Set problem>
Write the next part of the advice column about what to do with failed recipes, picking up right after its last sentence.

Text passage>
---------------

Q: My New Year's Resolution this year was to increase the amount of baking and cooking I do on a weekly basis. For the most part, it's been a great success. However, I have had a few dismal recipe flops. I'm curious to know what you folks do when your recipe goes wrong. Do you force yourself to eat the burnt/unleavened/over-spiced/otherwise barely edible food anyway? Do you give it away to an unsuspecting friend? Do you feed it to your pet or husband? Or do you compost it?
I've tried just about all of these options but most of them leave me feeling just plain guilty. What do you suggest I do instead?
Sent by Saroja
Editor: Saroja, this is a question I often think about too. I feel totally afflicted by guilt when I throw something out and even when I compost it. Lately, though, I've been trying to address that feeling directly. It's not good for learning and experimentation if you feel afraid of trying new things. Yes, we want to be conscious of waste and frugality, and it's great to compost food when you can! But on the other hand, mistakes happen, and it's better to throw it out and chalk it up to learning experience than to be afraid of working to improve your cooking skills and trying something else new.

---------------

Listed entries>
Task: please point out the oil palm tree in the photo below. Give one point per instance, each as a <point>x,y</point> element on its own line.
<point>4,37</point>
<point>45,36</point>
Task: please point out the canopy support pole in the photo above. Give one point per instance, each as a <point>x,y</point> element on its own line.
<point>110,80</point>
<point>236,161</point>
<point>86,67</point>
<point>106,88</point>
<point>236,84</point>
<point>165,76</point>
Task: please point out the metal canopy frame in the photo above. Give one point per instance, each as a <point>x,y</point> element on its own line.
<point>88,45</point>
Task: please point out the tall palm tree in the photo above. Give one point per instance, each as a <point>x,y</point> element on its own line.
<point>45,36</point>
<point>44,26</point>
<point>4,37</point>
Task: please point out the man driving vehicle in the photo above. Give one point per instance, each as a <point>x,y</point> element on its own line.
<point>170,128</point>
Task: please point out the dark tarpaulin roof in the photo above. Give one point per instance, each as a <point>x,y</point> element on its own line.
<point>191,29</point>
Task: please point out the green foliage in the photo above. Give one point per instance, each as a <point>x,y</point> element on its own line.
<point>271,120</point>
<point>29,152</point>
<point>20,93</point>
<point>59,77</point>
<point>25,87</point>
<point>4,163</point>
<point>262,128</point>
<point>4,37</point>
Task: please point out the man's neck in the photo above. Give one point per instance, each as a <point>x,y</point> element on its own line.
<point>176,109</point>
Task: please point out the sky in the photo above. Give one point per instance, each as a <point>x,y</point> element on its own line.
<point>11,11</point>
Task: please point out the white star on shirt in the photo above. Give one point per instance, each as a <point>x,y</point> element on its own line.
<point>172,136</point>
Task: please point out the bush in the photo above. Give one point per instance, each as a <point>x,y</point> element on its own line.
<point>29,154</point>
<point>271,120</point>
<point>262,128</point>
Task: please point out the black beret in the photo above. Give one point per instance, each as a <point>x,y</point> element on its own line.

---------------

Result of this exercise>
If you'd like to be even more proactive about it, why not start a cooking journal? If you make a really inedible mistake in the kitchen, write down each step of the process to help you remember and learn — maybe the mistake will be clear to you then, and you'll learn what to do next time.
In the end, food is just food, the real point of being in the kitchen is to nourish ourselves and our families, and food is a means to that end.
Readers, do you have thoughts on this topic, or advice for Saroja?
Related: Cooking Confessions: Do You Eat Your Mistakes?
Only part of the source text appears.